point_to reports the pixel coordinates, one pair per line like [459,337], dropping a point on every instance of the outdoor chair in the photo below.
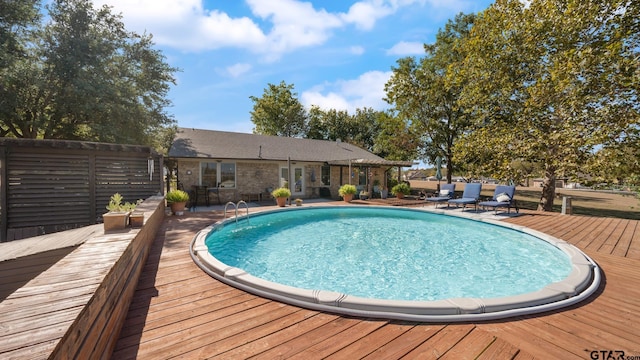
[445,194]
[503,197]
[470,195]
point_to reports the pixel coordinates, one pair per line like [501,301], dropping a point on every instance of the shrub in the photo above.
[174,196]
[281,192]
[347,189]
[401,188]
[116,205]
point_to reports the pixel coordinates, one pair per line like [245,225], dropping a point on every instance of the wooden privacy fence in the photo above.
[53,185]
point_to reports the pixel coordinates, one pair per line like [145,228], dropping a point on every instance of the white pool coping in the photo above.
[581,283]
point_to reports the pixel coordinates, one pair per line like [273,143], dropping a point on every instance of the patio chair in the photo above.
[470,195]
[445,194]
[502,198]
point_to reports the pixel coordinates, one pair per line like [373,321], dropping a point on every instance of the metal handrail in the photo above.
[236,207]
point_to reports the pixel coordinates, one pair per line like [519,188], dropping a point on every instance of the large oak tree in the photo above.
[549,82]
[85,77]
[424,98]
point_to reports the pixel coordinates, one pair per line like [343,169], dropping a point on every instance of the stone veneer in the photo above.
[255,177]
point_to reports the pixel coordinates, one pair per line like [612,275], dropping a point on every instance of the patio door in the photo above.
[296,179]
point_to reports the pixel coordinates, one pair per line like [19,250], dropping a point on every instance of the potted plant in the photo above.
[118,216]
[347,191]
[177,200]
[401,190]
[281,195]
[136,218]
[384,193]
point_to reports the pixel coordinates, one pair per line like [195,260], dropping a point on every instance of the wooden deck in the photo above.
[180,312]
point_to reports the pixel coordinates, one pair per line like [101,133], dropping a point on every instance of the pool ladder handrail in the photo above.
[236,206]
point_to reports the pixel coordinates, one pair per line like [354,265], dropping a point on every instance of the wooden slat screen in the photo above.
[49,186]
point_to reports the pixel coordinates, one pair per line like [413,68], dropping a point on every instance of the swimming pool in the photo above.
[395,263]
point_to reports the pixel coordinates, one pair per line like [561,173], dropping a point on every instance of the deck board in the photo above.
[180,312]
[195,321]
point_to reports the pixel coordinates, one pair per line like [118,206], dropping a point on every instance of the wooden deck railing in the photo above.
[75,309]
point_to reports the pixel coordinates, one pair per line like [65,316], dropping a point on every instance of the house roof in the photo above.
[196,143]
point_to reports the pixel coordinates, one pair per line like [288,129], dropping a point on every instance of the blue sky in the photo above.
[337,53]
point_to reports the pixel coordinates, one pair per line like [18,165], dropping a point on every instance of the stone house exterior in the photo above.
[228,166]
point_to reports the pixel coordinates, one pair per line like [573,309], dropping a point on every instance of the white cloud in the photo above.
[365,91]
[356,50]
[404,48]
[185,25]
[273,27]
[238,69]
[364,14]
[278,26]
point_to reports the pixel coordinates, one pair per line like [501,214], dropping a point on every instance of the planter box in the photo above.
[136,219]
[115,221]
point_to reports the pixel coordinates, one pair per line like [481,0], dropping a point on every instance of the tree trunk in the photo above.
[548,191]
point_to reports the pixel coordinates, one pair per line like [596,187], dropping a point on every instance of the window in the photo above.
[362,176]
[209,173]
[326,175]
[215,173]
[227,175]
[284,177]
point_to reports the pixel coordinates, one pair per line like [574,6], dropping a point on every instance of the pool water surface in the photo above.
[389,254]
[395,263]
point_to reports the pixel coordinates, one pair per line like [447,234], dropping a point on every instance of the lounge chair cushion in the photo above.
[503,197]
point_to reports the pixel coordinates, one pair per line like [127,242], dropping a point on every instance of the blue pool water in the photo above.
[394,254]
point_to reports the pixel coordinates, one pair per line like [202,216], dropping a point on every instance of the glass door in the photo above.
[296,180]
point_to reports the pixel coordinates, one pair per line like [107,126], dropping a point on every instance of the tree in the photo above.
[422,93]
[18,20]
[396,139]
[278,112]
[550,80]
[85,77]
[359,129]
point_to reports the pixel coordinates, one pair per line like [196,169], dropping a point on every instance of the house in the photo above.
[228,166]
[416,175]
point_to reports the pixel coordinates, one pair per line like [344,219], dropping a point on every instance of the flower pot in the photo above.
[136,219]
[115,221]
[178,207]
[282,202]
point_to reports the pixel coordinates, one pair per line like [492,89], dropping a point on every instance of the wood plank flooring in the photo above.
[180,312]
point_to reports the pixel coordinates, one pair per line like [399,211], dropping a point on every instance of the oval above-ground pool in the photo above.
[396,263]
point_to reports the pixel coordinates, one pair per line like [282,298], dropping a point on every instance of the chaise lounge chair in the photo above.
[502,197]
[445,194]
[470,195]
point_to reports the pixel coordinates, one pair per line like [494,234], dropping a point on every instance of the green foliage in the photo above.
[401,188]
[281,192]
[347,189]
[85,77]
[422,93]
[548,82]
[361,129]
[278,112]
[116,204]
[175,196]
[396,139]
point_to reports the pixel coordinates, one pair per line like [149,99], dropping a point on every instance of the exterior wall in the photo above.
[256,177]
[377,173]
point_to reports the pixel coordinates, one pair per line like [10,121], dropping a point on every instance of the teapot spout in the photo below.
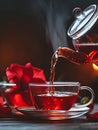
[73,56]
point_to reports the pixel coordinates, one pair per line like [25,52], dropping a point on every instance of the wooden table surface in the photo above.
[25,123]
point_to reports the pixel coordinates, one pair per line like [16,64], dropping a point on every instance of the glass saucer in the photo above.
[74,112]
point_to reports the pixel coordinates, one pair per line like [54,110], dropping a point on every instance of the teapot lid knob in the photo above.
[78,12]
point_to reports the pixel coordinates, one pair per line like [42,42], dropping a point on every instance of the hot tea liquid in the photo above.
[57,101]
[90,49]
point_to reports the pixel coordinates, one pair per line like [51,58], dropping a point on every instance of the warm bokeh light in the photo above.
[95,67]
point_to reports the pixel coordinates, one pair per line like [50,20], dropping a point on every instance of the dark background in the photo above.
[31,30]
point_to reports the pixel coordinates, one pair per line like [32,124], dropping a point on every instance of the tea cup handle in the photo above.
[92,96]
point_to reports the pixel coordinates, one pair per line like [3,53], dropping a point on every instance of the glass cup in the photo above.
[59,96]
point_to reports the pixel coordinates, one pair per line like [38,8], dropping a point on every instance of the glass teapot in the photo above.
[84,34]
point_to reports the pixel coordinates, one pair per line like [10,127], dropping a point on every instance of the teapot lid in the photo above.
[83,22]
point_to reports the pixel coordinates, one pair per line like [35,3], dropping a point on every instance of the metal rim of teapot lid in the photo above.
[84,21]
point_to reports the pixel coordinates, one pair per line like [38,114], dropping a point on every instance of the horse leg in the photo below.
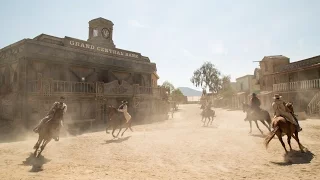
[264,123]
[258,127]
[296,137]
[208,121]
[280,139]
[107,129]
[113,129]
[204,122]
[211,120]
[289,141]
[36,147]
[119,129]
[43,146]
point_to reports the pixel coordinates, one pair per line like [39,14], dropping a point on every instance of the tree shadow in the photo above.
[117,140]
[36,163]
[296,157]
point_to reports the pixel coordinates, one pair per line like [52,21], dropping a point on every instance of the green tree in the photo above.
[177,95]
[168,85]
[207,77]
[226,89]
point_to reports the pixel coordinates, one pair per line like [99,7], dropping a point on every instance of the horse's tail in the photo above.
[268,118]
[270,136]
[129,125]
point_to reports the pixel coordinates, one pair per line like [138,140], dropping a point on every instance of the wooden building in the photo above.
[90,74]
[297,82]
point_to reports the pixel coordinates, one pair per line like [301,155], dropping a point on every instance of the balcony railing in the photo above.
[49,86]
[298,85]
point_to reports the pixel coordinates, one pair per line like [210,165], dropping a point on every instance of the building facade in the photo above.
[299,82]
[91,74]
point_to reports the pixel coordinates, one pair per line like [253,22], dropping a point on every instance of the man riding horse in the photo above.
[255,105]
[280,109]
[50,115]
[124,109]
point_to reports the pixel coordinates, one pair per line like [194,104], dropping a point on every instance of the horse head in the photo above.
[111,111]
[244,107]
[58,114]
[289,105]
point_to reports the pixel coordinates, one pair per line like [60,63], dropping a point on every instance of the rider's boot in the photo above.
[36,129]
[298,128]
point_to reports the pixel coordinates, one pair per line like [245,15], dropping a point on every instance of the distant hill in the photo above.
[189,92]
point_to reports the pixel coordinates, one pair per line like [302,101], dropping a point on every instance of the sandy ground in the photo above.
[179,148]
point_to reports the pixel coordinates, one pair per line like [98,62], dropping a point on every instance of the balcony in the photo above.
[297,86]
[54,87]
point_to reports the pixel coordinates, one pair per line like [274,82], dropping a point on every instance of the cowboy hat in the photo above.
[277,96]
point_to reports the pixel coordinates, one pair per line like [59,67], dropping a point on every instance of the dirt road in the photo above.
[178,148]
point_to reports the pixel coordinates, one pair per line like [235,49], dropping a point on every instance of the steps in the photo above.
[314,105]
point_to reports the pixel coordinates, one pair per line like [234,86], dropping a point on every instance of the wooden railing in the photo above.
[314,105]
[298,85]
[49,86]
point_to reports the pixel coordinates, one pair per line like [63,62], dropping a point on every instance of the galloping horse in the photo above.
[116,119]
[283,127]
[47,131]
[207,114]
[262,117]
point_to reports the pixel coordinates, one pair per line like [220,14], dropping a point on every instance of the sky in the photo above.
[179,36]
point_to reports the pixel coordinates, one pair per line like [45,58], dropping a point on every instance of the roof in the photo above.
[275,57]
[313,61]
[248,75]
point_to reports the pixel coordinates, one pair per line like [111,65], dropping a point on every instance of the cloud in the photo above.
[219,49]
[137,24]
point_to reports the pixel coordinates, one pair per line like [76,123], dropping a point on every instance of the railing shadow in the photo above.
[296,157]
[118,140]
[36,163]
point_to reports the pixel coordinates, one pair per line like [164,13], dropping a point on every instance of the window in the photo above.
[266,66]
[15,77]
[95,32]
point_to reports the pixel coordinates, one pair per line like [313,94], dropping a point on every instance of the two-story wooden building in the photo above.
[298,82]
[91,75]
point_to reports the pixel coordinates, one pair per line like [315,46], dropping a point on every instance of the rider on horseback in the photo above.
[50,114]
[124,109]
[255,105]
[280,109]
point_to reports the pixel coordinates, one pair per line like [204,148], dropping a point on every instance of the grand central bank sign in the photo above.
[102,49]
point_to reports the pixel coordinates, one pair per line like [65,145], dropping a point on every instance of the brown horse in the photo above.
[210,114]
[116,119]
[47,131]
[283,127]
[264,117]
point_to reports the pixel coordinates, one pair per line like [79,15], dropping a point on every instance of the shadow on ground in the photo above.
[117,140]
[36,163]
[296,157]
[259,135]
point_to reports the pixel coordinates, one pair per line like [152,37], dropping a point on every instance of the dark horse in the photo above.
[116,119]
[207,113]
[283,127]
[47,131]
[263,117]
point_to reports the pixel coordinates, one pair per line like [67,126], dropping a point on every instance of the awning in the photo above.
[265,92]
[241,93]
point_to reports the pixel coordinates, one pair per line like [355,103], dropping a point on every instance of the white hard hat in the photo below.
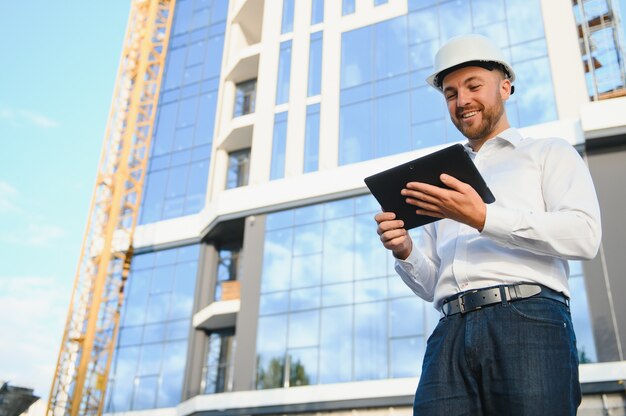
[468,50]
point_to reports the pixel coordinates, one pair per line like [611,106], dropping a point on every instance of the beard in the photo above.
[490,117]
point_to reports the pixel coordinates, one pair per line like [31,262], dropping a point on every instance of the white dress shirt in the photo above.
[546,212]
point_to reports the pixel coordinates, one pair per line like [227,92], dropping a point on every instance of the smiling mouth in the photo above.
[469,114]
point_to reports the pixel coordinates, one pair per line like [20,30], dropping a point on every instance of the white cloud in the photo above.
[34,309]
[18,226]
[8,194]
[20,117]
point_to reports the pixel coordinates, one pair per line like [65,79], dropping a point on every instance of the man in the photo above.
[498,273]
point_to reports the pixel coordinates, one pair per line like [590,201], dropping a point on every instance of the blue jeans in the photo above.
[514,359]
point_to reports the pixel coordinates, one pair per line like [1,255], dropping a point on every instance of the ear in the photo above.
[505,89]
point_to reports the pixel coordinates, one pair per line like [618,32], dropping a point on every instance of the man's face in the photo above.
[475,97]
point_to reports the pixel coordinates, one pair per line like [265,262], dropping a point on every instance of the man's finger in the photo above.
[453,182]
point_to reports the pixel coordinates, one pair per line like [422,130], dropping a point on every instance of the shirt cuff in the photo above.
[411,263]
[499,223]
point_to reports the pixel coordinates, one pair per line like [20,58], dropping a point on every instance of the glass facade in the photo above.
[348,7]
[384,67]
[287,20]
[317,11]
[178,168]
[284,73]
[279,146]
[245,98]
[227,269]
[312,138]
[332,309]
[149,361]
[315,65]
[238,168]
[219,362]
[581,316]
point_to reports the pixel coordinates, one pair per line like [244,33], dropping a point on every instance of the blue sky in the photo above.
[58,67]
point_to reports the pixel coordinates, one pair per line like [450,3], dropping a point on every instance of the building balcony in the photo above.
[223,313]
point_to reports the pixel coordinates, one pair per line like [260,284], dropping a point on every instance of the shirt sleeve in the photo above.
[419,270]
[569,227]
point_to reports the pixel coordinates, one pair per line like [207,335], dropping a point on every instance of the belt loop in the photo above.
[503,297]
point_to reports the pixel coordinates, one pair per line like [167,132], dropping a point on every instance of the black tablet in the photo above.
[453,160]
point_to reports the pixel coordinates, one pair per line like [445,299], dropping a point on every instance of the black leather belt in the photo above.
[476,299]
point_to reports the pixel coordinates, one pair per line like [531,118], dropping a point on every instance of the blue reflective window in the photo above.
[348,7]
[156,322]
[317,11]
[279,145]
[284,73]
[386,106]
[356,60]
[312,138]
[406,354]
[332,308]
[315,65]
[287,20]
[581,316]
[355,133]
[186,112]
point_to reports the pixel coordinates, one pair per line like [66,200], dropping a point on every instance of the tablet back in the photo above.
[453,160]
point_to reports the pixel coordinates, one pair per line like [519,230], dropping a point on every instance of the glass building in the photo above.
[259,285]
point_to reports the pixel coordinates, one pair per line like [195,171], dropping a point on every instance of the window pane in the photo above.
[370,255]
[271,343]
[455,19]
[275,302]
[338,244]
[317,11]
[315,64]
[524,20]
[336,345]
[279,145]
[311,140]
[145,392]
[370,341]
[303,299]
[287,21]
[392,124]
[276,260]
[122,378]
[406,357]
[356,57]
[306,271]
[355,133]
[347,7]
[303,329]
[307,239]
[174,359]
[338,294]
[303,366]
[407,316]
[284,73]
[391,46]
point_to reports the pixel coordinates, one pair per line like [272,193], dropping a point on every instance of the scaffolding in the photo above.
[92,325]
[602,46]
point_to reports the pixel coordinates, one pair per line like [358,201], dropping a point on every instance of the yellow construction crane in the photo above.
[81,374]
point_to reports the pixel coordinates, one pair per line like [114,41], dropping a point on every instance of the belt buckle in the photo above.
[462,302]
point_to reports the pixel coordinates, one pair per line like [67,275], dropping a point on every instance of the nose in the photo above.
[462,98]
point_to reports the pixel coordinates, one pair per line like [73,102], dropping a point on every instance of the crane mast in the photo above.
[81,375]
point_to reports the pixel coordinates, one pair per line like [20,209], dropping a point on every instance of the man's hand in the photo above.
[461,203]
[393,235]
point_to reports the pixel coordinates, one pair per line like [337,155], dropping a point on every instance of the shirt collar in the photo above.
[510,135]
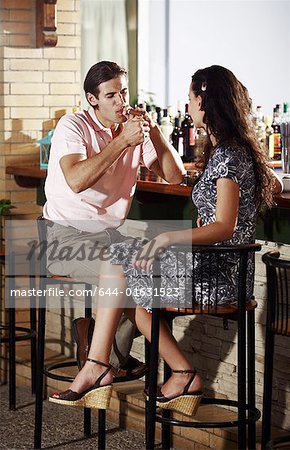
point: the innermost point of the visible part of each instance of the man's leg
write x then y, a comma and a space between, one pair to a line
88, 270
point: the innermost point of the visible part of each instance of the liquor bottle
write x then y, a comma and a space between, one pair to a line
260, 126
276, 133
166, 126
187, 129
200, 141
170, 114
286, 113
177, 137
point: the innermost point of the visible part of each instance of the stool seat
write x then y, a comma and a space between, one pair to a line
242, 311
277, 323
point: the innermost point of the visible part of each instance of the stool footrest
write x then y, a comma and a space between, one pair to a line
27, 333
48, 371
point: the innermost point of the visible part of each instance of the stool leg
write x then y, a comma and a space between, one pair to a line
102, 429
251, 378
151, 403
12, 359
268, 385
33, 349
32, 323
40, 377
11, 334
242, 429
87, 411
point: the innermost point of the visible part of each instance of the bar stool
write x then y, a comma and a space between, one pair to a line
17, 333
243, 313
44, 281
277, 323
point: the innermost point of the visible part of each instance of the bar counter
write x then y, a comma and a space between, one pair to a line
31, 176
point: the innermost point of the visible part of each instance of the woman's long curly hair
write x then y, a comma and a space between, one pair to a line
228, 117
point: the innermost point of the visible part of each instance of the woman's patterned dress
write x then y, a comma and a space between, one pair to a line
178, 287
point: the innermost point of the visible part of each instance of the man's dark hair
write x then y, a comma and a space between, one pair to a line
99, 73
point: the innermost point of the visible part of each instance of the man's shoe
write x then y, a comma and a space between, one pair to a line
83, 329
133, 369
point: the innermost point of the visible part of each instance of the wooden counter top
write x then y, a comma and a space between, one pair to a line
30, 176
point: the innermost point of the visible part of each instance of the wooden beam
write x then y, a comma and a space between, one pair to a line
46, 35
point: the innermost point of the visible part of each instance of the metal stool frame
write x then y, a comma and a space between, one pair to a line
277, 323
248, 414
16, 333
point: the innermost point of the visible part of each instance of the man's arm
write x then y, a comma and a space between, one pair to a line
81, 173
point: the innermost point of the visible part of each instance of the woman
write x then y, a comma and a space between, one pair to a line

━━━

◆ **Set exercise**: Can you quote exactly the lines from the one containing "the stool seat" through the last line of the records above, and nothing else?

◆ **Result of the exercise**:
point: the innermost point of the visible part of each instance of the stool seat
write x then y, a comma and a space between, one pair to a line
242, 311
277, 323
point: the innermost point of the visible part of each instance of the stool footrest
write x then y, a comma and a space between, one pair to a line
27, 333
48, 371
point: the innermost point of the visible part of each instance of the stool leg
write x then y, a comma and a space between, one pair to a line
102, 429
251, 378
151, 403
12, 359
268, 385
33, 349
32, 323
40, 377
11, 334
242, 429
87, 411
point: the innermost point of the visible part of each instance of the bar stool
write x then y, a comma and a space between, one pair to a line
17, 333
243, 313
44, 281
277, 323
point: the innermost point of the visible part of each instance of the bar counter
write x then y, a comma and a space between, one pair to a line
31, 176
point: the innermost point of the visible part of each instance of the woman's long curly hair
write x then y, a comma and a space between, one pair to a line
228, 117
point: the innermost point of the visible part of each instance of the woman's patterned dress
write x then y, a comma and a space between, one pair to a line
178, 287
point: the innermost point of the visible part of each instance of the man's dark hair
write x then y, a comma and a space between, one pair to a line
99, 73
point: the innermost point of the visible part of each instance of the man's shoe
write x then y, a comma and a space between, one pair to a line
83, 329
133, 369
point: the innermost point of the visible part of each instance of the wooden counter top
write x then y, a comma and a space between, one pair to a line
30, 176
point: the innermost point of the visible part of each instance of the wooden beam
write x then y, a comma and a space between, one pair to a line
46, 35
point: the innermost point of the visible part of each instance of the metal stool frame
write x then y, a comma and a space between, one pair to a line
277, 323
248, 414
16, 333
point: the innermost point of the visible part of each instance of the man's arm
write x then y, a comma and a space between, one pair to a line
81, 173
point: the innermost point of the visible part of each instance of the woman
write x then y, a comma and a space between, one pair to a line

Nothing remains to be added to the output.